- _REQUIRED ACTIONS_
1 > List the psychological needs that the commentary on civil society and conflict in Zimbabwe names under John Burton's human needs theory.
2 > From the commentary on civil society and conflict in Zimbabwe, reproduce word for word the part that opens with the words containing "We have a void" and closes with "have been drilled.".
══ SOURCE DOCUMENT
Cataclysms of sponsored thinking
At this plug, it is expected that civil society plays a significant role in informing society on public participation, subject relevance and strategy of engagement in circumstances of emotional rapture. Sadly, the role of civil society currently is to patron people with misinformed narratives that are presumed to challenge the State — a fundraising strategy for their ill motives. The failure on the part of Civil Society to objectively facilitate and moderate conflict resolution creates a huge gap in our democracy.
We have a void of a credible and formidable opposition and now we are losing a credible and formidable civil society. The ugliness stretches when the expected CSOs are from Bulawayo, publicly known to be generating donor begging concepts commercialising Gukurahundi. When the victims are absent from such hearings and they are represented by institutions whose integrity is questionable, slowly but surely, pain is being tempered with. This argument stands especially when an “irrelevant” subject is raised by the same people from the same organisation at every meeting yet they cannot discuss the subject beyond what they have been drilled.
Dealing with conflict
To understand what happened on Friday we have to look at the actors, their subject and the currency of their subject. The actors, with their genuine issue, but in the wrong space, are an ethnic particularistic group who have been known for their stance on Gukurahundi. Friday morning, in Nkulumane, they moved around mobilising their supporters to attend the hearings and question the Commission on why it is focusing on a case where less people died than in 1983. They were hatching conflict.
An important theory on conflict and conflict management is John Burton’s (1979, 1997) human needs theory. This approach to conflict explains that groups fight because they are denied not only their biological needs, but also psychological needs that relate to growth and development. These include peoples’ need for identity, security, recognition, participation, and autonomy. This theory provides a plausible explanation of conflicts in Zimbabwe, where such needs have not easily met. Two truths that we have always missed: Zimbabwe has a disturbing history of colonialism and white repression, which generated hatred and conflict among different ethnic groups hence in differences, ethnicity is thrown around.
The task of addressing these seeds of conflict planted by the British has been a complex one; far beyond what many accentuate rapid responses would address. Secondly, after weakening our kingdoms and reordering societies, the colonial powers failed in nation building and providing for the people’s basic needs. Therefore, we have to build a nation, but it involves the State, Civil Society, churches and individuals in concientising each other on which subjects to raise where and how to raise it. Phambili ngeZimbabwe!
════
══ DATASET
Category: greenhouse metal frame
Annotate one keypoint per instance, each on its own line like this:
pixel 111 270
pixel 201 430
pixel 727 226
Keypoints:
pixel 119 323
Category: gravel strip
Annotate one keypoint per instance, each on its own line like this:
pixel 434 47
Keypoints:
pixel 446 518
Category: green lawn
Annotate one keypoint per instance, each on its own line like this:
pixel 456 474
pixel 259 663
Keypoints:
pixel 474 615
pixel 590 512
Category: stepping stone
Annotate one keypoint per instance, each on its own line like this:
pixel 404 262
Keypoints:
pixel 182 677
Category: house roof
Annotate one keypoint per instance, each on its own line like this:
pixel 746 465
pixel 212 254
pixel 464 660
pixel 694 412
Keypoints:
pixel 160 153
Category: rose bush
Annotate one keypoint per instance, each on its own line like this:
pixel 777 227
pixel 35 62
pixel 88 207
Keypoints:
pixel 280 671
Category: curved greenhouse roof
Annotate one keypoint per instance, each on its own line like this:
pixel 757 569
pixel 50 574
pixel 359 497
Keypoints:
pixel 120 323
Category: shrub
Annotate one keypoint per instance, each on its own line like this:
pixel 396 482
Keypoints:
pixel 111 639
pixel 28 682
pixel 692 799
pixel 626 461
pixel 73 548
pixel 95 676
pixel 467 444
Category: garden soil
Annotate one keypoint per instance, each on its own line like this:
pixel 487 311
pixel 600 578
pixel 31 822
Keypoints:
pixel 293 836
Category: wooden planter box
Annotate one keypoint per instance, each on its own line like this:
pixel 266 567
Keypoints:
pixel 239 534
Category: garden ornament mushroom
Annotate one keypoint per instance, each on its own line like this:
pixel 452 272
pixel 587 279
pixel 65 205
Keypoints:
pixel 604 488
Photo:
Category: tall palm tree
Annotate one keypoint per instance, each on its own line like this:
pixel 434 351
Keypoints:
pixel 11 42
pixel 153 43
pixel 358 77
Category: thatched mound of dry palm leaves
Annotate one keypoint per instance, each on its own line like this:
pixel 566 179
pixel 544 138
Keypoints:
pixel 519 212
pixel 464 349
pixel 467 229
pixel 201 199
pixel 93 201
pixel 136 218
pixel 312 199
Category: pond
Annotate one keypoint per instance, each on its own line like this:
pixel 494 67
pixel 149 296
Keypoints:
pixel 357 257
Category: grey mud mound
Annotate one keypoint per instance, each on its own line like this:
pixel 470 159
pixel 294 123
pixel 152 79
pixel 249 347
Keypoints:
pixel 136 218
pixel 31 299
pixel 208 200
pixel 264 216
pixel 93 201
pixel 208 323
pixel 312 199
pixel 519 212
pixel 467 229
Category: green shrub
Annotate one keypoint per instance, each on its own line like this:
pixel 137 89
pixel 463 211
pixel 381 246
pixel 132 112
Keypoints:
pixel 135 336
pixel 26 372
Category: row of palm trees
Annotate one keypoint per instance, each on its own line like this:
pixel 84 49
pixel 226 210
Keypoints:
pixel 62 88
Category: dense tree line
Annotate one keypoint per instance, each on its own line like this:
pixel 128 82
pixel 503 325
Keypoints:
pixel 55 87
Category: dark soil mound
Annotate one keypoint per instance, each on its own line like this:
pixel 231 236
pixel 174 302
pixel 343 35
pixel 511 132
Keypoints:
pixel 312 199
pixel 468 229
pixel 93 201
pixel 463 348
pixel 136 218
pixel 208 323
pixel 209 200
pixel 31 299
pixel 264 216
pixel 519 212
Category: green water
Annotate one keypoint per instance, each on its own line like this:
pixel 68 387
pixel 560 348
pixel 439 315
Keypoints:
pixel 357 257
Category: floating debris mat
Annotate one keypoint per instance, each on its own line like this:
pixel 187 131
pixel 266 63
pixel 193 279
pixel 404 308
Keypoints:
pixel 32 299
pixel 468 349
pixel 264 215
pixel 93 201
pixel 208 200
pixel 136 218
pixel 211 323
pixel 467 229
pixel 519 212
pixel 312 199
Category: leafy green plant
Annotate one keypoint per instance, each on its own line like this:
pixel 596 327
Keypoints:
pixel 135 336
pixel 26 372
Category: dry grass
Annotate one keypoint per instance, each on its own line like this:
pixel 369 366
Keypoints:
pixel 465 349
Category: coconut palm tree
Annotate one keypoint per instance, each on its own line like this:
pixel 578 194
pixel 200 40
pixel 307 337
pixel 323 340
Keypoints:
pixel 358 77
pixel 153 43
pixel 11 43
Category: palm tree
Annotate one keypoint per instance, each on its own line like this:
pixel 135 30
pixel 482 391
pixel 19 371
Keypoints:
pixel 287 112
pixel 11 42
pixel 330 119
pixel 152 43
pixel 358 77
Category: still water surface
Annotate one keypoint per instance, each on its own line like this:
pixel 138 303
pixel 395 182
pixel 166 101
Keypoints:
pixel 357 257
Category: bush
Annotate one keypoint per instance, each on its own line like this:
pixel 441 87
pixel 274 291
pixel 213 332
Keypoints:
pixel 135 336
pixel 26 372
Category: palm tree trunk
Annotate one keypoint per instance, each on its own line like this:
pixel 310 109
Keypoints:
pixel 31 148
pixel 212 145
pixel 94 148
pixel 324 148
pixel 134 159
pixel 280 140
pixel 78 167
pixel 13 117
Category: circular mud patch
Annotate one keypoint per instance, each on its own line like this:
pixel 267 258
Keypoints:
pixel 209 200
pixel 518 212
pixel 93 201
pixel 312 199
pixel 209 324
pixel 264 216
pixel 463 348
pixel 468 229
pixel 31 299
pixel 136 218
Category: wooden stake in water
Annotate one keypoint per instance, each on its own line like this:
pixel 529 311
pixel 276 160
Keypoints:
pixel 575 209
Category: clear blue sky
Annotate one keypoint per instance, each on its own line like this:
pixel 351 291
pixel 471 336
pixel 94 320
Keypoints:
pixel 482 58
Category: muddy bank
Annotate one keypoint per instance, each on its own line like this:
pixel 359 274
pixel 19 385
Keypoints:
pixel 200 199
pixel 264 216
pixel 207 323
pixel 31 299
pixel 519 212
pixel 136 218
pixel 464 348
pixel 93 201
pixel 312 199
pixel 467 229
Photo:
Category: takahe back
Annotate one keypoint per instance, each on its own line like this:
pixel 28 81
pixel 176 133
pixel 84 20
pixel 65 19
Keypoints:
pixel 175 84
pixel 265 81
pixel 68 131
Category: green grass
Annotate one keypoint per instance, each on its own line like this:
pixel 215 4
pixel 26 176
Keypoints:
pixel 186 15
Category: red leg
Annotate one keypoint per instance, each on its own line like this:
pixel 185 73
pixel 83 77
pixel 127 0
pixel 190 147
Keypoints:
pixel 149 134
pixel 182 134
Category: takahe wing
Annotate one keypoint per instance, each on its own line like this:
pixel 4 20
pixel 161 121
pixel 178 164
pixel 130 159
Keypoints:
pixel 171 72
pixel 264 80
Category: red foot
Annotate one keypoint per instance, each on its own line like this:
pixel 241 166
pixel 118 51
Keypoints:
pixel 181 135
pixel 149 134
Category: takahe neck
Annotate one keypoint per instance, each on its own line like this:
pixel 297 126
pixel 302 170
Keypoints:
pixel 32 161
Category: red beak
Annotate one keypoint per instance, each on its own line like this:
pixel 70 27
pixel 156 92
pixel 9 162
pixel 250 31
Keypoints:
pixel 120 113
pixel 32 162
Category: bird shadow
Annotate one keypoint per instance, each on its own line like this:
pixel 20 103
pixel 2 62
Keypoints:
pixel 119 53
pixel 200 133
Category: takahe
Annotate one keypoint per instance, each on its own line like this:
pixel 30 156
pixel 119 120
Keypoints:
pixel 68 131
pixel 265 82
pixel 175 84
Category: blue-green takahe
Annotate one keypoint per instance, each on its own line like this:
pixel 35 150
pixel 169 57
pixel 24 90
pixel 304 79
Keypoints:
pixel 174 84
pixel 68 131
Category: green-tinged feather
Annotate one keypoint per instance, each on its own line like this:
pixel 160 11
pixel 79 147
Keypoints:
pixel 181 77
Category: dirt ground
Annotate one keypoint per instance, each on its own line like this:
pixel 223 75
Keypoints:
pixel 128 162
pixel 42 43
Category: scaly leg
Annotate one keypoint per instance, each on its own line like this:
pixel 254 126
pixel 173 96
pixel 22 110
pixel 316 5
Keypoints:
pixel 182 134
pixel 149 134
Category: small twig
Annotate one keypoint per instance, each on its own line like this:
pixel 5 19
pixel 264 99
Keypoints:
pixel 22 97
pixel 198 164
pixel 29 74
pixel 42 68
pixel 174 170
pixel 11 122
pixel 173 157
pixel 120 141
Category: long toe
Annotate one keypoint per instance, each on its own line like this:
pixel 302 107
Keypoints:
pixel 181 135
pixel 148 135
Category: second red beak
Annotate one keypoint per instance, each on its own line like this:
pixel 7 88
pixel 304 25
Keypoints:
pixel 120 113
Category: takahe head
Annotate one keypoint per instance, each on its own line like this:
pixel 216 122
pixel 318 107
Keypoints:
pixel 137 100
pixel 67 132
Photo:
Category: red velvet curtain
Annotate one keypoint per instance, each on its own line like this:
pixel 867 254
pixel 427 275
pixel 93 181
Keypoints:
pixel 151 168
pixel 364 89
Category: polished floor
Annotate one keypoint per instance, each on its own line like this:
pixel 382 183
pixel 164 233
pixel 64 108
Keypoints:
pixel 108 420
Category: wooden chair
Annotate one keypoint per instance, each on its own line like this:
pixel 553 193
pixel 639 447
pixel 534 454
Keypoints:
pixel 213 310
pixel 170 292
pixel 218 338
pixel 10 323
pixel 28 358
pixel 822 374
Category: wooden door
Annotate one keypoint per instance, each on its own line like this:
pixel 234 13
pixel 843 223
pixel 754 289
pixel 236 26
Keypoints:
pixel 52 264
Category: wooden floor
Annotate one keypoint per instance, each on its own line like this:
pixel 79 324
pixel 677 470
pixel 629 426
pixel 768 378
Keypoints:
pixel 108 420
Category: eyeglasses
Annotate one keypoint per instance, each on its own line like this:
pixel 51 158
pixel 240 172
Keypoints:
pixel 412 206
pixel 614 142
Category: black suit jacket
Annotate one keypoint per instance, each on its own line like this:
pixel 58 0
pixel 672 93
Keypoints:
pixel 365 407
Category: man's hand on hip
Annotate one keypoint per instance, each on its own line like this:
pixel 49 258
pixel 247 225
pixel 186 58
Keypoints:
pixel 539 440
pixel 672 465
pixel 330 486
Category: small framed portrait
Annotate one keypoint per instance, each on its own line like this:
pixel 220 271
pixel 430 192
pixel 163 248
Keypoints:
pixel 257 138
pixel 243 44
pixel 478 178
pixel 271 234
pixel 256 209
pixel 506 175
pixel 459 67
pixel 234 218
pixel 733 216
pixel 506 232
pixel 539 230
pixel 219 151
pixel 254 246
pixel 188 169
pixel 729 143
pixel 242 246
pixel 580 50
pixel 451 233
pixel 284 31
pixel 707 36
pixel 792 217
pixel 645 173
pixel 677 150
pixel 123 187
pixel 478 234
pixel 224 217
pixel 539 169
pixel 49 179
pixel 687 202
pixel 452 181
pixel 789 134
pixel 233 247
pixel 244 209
════
- _RESULTS FOR EACH TASK_
1 > identity, security, recognition, participation, autonomy

2 >
We have a void of a credible and formidable opposition and now we are losing a credible and formidable civil society. The ugliness stretches when the expected CSOs are from Bulawayo, publicly known to be generating donor begging concepts commercialising Gukurahundi. When the victims are absent from such hearings and they are represented by institutions whose integrity is questionable, slowly but surely, pain is being tempered with. This argument stands especially when an “irrelevant” subject is raised by the same people from the same organisation at every meeting yet they cannot discuss the subject beyond what they have been drilled.